AIM OF THE TASK: A faithful copy of the entries, without any pictures, is what is needed here.
* * * *
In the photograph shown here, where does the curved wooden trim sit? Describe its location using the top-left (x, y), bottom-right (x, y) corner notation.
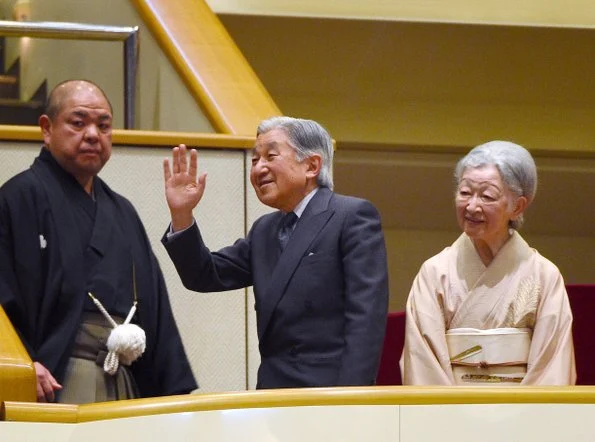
top-left (0, 125), bottom-right (41, 141)
top-left (0, 306), bottom-right (36, 404)
top-left (0, 125), bottom-right (254, 149)
top-left (2, 402), bottom-right (78, 423)
top-left (339, 140), bottom-right (595, 159)
top-left (130, 0), bottom-right (281, 135)
top-left (4, 386), bottom-right (595, 423)
top-left (4, 125), bottom-right (592, 158)
top-left (112, 130), bottom-right (254, 149)
top-left (209, 0), bottom-right (595, 27)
* * * *
COMPLETED EXERCISE:
In the photograph shown here, where does the curved wooden trim sit? Describe its location using the top-left (x, y), bottom-right (x, y) corner notation.
top-left (0, 125), bottom-right (41, 141)
top-left (0, 306), bottom-right (36, 404)
top-left (0, 125), bottom-right (254, 149)
top-left (2, 402), bottom-right (78, 423)
top-left (339, 140), bottom-right (595, 159)
top-left (130, 0), bottom-right (281, 135)
top-left (4, 386), bottom-right (595, 423)
top-left (4, 125), bottom-right (592, 158)
top-left (112, 130), bottom-right (254, 149)
top-left (209, 0), bottom-right (595, 27)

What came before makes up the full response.